◆ REQUEST
Beginning with the line that contains "Give the segmentation of every instance of the red poppy" and continuing through the line that contains "M 120 94 L 115", copy out every line of the rows below. Add 115 to each coordinate in the answer outlines, leave the instructions and their sample outlines unchanged, and return only those lines.

◆ TASK INPUTS

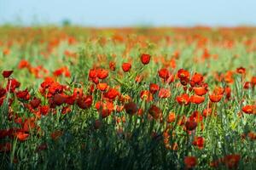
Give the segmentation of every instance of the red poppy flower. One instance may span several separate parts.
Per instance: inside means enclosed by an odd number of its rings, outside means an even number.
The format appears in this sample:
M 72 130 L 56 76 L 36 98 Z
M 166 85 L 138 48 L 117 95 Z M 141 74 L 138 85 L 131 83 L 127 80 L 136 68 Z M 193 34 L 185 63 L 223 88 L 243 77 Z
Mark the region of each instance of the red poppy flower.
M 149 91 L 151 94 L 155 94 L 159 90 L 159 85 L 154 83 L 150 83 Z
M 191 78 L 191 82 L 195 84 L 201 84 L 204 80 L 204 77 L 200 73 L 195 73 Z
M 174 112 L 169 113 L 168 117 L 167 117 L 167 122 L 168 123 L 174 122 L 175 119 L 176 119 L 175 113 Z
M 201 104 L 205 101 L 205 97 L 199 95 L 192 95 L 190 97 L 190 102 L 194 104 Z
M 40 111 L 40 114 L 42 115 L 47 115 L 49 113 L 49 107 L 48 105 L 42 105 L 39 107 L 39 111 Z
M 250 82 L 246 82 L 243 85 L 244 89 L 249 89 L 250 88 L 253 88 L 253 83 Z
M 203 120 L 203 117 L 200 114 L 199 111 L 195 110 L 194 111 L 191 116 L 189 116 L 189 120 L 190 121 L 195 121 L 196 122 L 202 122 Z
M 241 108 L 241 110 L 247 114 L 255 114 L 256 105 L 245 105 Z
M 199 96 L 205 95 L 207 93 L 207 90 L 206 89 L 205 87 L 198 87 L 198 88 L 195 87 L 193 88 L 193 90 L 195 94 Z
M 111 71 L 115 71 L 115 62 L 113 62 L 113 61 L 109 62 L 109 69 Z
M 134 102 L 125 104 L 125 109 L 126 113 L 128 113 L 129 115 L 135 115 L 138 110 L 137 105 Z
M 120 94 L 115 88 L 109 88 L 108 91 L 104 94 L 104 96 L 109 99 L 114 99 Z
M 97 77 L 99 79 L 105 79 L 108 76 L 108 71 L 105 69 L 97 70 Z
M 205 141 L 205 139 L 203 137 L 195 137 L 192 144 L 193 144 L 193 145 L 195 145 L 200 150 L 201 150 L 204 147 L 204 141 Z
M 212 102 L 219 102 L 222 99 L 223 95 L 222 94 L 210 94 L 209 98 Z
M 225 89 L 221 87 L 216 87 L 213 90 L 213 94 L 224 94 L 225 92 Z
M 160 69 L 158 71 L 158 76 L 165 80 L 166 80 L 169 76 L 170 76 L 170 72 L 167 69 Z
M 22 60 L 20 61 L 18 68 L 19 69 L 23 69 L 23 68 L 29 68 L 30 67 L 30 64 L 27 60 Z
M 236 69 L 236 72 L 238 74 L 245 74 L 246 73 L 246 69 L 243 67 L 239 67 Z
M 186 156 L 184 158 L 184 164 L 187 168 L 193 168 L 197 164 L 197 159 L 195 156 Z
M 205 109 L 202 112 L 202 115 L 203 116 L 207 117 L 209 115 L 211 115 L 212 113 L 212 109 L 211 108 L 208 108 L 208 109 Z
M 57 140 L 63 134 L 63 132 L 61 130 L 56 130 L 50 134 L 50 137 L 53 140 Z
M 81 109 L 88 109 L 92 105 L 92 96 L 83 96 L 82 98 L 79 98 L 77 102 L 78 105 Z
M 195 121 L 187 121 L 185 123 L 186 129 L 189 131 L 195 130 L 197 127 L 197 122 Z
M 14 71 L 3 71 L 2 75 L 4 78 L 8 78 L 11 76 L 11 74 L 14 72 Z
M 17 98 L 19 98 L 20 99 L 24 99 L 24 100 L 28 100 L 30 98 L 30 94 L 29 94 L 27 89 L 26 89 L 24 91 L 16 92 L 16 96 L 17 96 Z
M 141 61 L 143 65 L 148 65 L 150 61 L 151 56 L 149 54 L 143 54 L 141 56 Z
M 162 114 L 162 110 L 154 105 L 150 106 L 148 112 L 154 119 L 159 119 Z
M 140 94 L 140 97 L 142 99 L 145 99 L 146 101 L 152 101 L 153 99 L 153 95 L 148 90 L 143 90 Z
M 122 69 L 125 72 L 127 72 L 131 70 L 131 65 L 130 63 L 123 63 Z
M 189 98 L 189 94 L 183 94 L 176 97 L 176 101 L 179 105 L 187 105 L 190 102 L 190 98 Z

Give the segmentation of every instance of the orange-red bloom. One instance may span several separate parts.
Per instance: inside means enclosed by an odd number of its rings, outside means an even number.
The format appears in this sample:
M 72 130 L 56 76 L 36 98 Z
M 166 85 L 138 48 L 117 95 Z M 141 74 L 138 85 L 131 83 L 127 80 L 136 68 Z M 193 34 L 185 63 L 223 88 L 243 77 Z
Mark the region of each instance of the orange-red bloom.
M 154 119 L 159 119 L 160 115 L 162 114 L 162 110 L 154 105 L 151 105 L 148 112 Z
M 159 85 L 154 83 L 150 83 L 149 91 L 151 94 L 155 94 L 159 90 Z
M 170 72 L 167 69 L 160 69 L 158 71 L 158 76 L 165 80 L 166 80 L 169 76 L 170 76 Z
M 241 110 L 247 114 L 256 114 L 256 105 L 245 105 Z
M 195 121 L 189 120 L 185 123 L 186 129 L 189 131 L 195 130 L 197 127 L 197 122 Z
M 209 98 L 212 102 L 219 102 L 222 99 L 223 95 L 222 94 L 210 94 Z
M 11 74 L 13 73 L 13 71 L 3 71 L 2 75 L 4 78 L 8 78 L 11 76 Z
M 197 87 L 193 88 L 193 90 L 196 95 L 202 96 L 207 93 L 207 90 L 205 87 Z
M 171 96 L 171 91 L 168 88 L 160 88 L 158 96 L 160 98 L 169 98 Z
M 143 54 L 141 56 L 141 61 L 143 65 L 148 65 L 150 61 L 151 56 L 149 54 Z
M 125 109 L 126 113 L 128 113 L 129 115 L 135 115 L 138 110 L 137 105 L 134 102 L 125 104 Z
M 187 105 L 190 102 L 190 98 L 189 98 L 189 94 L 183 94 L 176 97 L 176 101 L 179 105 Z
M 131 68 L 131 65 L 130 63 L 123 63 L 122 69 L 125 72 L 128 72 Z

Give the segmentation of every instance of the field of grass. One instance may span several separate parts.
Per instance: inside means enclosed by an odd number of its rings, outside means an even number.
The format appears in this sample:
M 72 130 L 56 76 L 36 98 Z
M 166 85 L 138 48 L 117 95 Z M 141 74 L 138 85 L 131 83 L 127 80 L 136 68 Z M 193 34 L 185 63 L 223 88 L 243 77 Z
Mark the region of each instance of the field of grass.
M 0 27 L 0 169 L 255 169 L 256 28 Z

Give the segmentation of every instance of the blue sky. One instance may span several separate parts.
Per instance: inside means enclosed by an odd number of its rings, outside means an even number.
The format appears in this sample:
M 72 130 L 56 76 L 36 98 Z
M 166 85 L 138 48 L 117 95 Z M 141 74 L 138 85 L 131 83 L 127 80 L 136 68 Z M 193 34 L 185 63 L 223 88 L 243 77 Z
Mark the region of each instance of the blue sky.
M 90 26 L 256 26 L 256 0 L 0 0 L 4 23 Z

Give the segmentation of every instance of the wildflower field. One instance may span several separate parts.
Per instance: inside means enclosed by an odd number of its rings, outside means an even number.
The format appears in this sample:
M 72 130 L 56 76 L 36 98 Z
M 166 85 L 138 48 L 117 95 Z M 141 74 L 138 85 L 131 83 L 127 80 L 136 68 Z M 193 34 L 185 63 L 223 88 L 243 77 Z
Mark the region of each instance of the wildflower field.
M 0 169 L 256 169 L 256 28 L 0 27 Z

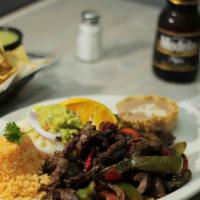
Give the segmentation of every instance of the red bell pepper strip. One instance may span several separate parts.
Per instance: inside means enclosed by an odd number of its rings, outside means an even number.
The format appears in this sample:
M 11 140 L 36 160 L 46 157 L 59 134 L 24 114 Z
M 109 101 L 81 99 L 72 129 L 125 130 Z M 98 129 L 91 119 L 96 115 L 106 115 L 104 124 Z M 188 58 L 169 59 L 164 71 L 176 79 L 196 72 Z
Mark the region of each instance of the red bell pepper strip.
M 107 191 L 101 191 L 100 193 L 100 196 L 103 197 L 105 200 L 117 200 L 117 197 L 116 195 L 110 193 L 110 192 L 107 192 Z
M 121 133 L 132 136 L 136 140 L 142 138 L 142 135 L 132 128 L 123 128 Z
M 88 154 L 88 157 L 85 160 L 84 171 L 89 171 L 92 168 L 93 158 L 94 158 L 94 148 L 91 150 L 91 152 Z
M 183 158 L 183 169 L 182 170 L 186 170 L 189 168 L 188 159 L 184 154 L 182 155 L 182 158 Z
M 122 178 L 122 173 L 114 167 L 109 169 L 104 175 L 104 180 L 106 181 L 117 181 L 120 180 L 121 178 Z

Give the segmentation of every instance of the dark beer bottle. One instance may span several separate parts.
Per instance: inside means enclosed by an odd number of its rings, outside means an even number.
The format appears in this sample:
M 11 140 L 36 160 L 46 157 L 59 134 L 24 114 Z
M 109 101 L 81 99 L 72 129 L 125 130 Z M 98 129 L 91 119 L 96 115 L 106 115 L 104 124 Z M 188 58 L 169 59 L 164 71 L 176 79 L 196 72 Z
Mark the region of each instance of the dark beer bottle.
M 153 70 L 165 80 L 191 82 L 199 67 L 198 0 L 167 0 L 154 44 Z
* * *
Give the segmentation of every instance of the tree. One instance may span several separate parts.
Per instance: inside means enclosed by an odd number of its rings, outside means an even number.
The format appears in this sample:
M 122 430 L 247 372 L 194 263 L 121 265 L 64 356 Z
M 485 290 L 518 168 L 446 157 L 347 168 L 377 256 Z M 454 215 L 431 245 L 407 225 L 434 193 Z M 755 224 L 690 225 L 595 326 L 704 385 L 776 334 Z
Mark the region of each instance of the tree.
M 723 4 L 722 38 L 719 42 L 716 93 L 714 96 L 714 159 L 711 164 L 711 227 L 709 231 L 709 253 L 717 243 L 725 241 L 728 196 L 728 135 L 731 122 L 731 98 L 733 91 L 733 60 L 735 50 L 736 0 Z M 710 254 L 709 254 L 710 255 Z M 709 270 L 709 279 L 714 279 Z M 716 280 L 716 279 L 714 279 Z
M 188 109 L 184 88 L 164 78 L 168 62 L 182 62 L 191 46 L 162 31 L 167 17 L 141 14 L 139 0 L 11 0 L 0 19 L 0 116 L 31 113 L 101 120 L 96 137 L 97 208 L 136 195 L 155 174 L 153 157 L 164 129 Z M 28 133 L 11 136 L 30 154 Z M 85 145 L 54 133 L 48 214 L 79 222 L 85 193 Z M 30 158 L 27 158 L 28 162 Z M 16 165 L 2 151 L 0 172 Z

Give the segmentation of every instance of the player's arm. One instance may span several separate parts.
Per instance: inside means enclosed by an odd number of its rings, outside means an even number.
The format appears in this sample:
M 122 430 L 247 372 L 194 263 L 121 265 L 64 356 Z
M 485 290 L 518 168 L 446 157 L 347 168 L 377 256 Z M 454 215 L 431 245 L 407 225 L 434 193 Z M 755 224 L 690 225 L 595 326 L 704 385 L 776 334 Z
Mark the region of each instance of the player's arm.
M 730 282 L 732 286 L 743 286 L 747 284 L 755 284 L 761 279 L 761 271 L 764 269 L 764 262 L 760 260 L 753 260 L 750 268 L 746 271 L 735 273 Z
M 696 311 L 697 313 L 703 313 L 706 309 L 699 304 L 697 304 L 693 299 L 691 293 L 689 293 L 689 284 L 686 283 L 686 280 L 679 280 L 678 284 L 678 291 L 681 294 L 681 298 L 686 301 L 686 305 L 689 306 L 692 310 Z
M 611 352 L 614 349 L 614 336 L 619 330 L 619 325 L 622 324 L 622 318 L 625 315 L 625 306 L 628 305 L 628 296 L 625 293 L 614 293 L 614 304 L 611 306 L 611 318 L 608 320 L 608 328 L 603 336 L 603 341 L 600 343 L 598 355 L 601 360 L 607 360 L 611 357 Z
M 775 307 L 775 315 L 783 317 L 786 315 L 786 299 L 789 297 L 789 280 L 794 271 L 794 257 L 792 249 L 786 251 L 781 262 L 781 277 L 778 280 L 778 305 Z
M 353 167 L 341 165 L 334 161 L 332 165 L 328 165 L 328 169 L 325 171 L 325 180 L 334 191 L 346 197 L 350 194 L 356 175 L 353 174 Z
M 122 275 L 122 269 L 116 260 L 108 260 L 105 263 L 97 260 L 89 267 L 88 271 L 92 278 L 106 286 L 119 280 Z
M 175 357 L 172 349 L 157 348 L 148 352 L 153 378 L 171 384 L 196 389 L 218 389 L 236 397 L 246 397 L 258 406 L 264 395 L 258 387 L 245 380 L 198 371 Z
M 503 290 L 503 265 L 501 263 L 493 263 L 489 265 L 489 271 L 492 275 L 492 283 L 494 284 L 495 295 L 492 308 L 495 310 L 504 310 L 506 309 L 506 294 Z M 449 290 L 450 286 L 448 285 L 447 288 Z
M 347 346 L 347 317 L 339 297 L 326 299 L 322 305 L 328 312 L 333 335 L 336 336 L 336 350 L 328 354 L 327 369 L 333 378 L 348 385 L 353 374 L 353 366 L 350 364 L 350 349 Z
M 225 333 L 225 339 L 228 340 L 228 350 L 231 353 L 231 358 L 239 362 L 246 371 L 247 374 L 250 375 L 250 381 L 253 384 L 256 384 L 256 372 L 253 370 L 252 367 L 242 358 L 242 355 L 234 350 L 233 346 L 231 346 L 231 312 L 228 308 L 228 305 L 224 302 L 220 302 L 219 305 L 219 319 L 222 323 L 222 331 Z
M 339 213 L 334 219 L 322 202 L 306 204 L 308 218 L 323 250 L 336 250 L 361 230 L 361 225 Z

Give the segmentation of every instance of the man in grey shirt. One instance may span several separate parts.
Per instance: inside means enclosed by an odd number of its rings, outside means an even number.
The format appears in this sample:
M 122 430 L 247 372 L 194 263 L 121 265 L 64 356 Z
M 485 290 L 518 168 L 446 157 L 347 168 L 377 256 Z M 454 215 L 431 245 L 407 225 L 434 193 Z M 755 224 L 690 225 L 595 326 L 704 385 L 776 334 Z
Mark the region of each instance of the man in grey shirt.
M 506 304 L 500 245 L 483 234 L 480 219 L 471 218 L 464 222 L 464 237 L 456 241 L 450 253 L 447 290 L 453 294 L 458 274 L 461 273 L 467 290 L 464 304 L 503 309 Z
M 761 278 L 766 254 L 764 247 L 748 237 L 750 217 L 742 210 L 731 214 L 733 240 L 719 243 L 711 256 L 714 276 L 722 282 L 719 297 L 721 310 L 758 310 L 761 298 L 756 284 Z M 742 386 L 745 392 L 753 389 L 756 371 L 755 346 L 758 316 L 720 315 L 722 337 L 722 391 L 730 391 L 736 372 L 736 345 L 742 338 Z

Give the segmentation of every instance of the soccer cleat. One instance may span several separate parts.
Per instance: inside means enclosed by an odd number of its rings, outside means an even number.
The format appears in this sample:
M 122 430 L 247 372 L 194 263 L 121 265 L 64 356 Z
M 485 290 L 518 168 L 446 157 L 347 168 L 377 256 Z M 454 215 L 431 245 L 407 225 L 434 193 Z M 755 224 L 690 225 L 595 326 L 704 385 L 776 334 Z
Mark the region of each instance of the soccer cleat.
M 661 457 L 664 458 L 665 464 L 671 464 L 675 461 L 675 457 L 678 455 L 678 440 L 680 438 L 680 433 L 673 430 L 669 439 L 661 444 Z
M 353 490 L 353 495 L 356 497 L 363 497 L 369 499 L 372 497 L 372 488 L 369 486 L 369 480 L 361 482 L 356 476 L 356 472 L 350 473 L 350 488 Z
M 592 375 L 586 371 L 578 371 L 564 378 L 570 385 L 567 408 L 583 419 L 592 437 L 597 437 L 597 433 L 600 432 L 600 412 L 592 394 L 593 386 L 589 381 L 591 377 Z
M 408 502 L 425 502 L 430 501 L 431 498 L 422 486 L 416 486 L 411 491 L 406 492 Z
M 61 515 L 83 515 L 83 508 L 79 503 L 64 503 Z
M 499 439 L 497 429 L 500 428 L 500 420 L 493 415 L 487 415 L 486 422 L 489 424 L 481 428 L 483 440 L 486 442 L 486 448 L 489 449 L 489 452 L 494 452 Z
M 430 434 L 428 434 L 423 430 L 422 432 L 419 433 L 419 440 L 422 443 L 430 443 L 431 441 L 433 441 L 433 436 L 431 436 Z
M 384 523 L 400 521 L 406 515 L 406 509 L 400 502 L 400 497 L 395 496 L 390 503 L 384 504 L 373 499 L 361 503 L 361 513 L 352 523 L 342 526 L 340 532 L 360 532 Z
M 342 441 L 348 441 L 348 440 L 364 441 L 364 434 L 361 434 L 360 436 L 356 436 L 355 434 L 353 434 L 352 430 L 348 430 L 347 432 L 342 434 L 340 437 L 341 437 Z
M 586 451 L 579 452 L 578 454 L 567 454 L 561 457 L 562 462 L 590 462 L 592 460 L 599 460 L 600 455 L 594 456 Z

◆ FULL ANSWER
Give the segmentation of every instance of the red poppy flower. One instance may span several separate parts.
Per instance: inside means enclosed by an odd number of its rings, outside means an even number.
The format appears in this sample:
M 72 130 L 56 76 L 36 98 Z
M 166 85 L 138 48 L 117 95 Z M 141 74 L 138 85 L 131 83 L 127 80 L 136 68 Z M 193 34 L 185 63 L 223 88 L 243 77 Z
Mark the region of each instance of the red poppy flower.
M 264 206 L 266 209 L 270 209 L 274 205 L 274 200 L 269 198 L 265 198 Z
M 306 193 L 306 197 L 310 199 L 316 199 L 319 195 L 319 192 L 315 188 L 310 188 Z
M 289 227 L 284 228 L 283 232 L 282 232 L 282 237 L 283 238 L 289 237 L 290 234 L 291 234 L 290 228 Z
M 316 219 L 320 216 L 320 212 L 314 210 L 307 210 L 305 212 L 305 217 L 309 219 Z
M 155 226 L 155 229 L 157 230 L 162 230 L 164 228 L 164 222 L 163 220 L 157 220 L 154 222 L 154 226 Z
M 365 197 L 361 197 L 358 200 L 359 204 L 364 204 L 365 203 L 368 203 L 368 198 Z
M 318 235 L 318 232 L 315 229 L 314 226 L 310 225 L 309 226 L 306 231 L 304 231 L 304 235 L 305 236 L 310 236 L 311 237 L 317 237 Z
M 356 223 L 356 225 L 362 229 L 370 229 L 371 220 L 360 220 Z
M 314 211 L 320 210 L 322 208 L 322 205 L 321 204 L 320 202 L 313 202 L 313 203 L 310 202 L 308 203 L 308 205 L 310 209 Z
M 226 186 L 230 186 L 230 177 L 228 177 L 228 176 L 224 177 L 224 184 Z
M 249 217 L 240 219 L 240 224 L 241 228 L 243 228 L 244 230 L 250 230 L 253 225 L 252 220 Z
M 235 209 L 230 203 L 224 203 L 223 206 L 219 209 L 219 211 L 224 214 L 229 214 Z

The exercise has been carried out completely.